In the mid-2010s malatang shops spread through North China, offering refrigerated shelves or displays where diners choose ingredients and carry them to the counter. Staff boil the selections for several minutes in a high-temperature broth before dressing each bowl with condiments such as garlic, black pepper, Sichuan pepper, chili pepper, sesame paste, and crushed peanuts. Cashiers weigh the finished bowl to determine the price.

==Ingredients==
Some of the common ingredients include:

- wosun (celtuce)
- beef (chunks)

Material shown ▸
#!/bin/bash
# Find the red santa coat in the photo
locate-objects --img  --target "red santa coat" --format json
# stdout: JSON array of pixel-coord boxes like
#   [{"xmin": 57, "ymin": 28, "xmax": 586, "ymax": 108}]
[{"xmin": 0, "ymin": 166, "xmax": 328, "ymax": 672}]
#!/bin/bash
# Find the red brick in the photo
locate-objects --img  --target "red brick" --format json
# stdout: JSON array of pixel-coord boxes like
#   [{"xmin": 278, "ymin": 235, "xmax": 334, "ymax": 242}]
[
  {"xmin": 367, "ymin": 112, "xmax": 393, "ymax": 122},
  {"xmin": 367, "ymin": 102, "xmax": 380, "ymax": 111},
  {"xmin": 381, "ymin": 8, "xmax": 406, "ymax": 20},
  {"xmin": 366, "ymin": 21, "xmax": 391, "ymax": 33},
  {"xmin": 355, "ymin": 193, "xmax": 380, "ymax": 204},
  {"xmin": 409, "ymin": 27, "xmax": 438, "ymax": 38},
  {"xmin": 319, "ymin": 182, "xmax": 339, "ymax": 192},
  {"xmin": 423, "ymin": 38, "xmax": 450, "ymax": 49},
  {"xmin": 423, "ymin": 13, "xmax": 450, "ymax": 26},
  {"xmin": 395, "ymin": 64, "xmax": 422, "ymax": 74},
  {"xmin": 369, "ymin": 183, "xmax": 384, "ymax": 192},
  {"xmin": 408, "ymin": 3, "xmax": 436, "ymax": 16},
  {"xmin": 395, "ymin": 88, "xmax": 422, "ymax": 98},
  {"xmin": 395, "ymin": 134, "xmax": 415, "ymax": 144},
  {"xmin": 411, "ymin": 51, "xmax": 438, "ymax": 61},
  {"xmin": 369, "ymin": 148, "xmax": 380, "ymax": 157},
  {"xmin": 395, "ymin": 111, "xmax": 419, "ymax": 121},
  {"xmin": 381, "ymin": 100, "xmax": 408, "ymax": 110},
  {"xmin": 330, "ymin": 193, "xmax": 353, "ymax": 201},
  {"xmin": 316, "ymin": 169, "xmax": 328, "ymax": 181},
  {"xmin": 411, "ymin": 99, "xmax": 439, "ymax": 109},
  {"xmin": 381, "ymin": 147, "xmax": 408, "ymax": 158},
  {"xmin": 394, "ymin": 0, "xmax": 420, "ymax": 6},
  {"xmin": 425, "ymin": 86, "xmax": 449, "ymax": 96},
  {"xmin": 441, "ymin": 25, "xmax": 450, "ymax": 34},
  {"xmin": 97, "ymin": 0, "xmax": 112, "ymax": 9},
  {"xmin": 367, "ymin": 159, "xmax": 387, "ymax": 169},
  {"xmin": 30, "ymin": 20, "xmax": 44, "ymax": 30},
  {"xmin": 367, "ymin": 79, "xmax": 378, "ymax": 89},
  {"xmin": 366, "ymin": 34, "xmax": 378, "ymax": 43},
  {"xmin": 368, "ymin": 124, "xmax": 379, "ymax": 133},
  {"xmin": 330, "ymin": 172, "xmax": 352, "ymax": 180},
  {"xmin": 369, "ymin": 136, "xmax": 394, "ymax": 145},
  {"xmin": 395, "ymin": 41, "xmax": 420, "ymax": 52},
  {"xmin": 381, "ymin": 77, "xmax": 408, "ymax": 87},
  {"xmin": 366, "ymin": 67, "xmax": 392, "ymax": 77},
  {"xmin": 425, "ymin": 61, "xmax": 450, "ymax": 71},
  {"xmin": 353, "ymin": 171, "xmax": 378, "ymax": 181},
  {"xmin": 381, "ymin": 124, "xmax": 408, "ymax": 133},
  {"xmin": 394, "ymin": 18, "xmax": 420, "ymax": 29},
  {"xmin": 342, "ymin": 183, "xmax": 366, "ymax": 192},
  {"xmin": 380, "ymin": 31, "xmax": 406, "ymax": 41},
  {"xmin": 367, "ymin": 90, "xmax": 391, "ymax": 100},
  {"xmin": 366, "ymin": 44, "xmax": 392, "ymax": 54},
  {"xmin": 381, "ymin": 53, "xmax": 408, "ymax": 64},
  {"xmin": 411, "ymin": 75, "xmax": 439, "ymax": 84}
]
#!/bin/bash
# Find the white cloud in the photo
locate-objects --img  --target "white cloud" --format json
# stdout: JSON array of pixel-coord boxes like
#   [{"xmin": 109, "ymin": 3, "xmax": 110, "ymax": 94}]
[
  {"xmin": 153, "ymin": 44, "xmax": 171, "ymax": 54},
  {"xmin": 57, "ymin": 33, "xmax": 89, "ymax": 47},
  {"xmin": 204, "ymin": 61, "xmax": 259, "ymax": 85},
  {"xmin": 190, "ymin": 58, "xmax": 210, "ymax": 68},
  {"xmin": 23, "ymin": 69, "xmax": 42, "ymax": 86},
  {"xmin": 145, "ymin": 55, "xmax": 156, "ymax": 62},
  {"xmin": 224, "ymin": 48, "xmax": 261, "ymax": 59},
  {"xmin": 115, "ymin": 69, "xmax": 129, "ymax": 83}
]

==

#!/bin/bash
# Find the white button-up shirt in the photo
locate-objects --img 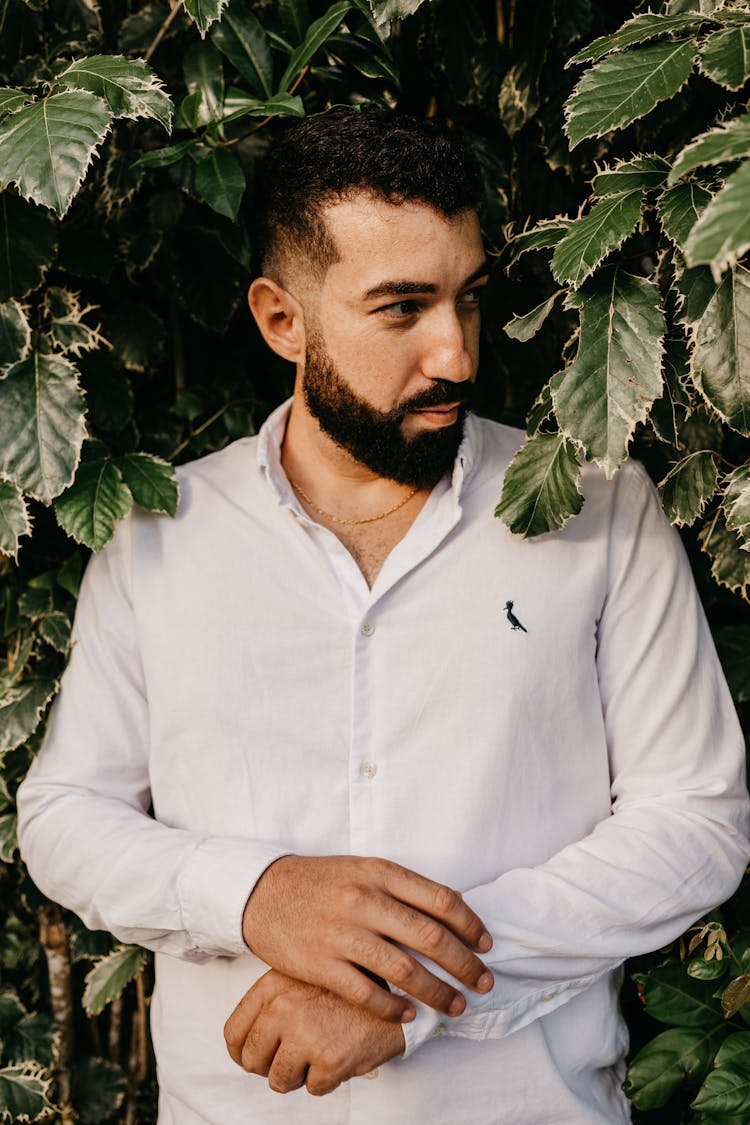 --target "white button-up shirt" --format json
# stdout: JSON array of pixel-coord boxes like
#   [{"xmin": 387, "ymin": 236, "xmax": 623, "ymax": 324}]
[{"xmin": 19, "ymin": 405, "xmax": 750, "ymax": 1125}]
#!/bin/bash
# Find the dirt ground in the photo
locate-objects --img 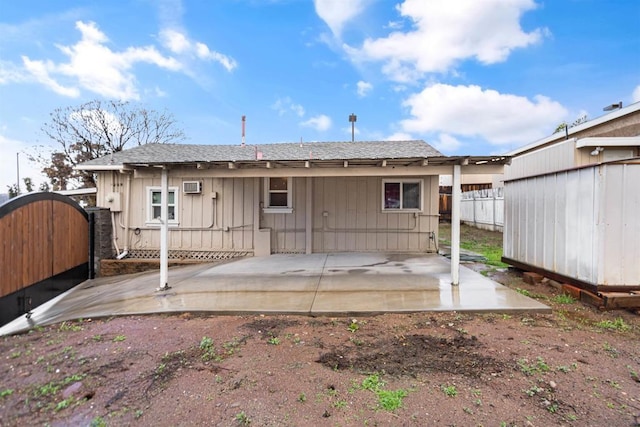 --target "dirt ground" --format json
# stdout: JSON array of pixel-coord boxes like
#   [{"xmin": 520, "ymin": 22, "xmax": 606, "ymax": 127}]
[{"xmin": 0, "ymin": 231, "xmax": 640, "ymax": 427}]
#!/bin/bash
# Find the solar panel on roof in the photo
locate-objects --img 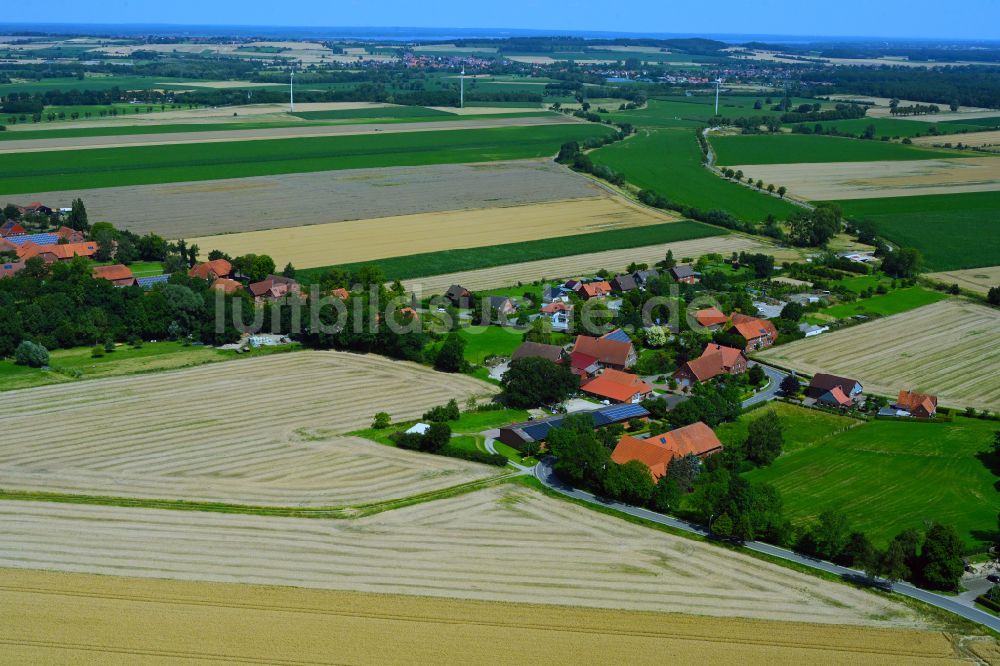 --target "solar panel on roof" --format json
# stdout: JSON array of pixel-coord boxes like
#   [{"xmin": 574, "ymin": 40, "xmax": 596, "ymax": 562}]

--

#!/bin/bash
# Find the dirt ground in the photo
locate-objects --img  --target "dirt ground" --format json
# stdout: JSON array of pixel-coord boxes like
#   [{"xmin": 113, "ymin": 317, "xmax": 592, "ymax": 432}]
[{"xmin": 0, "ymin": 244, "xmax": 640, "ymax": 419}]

Required tasks ▸
#1 In the malatang text, how do cashiers work out the price of a bowl?
#2 Carry on the malatang text from its last line.

Responses per task ▸
#1 They weigh the finished bowl.

#2
- dumplings
- lettuce
- spinach
- other mixed greens
- lotus root
- mushrooms
- fresh and instant noodles
- pork liver
- pork lung
- potato
- quail eggs
- Spam
- Chinese yam
- sheep intestines
- numerous types of dried and frozen tofu
- nian gao rice cakes
- beef balls
- fish balls
- chicken balls
- sweet potato
- tripe
- fish roe lucky bag

==Nutrition and regulation==
Chinese health writers note that patrons often include a broad mix of vegetables and meats in malatang, which allows diners to combine varied nutrients during a single meal.

Food safety authorities have also prosecuted vendors for adding poppy seed pods and other illicit ingredients to malatang broth, citing the additive's numbing properties and potential to cause dependence.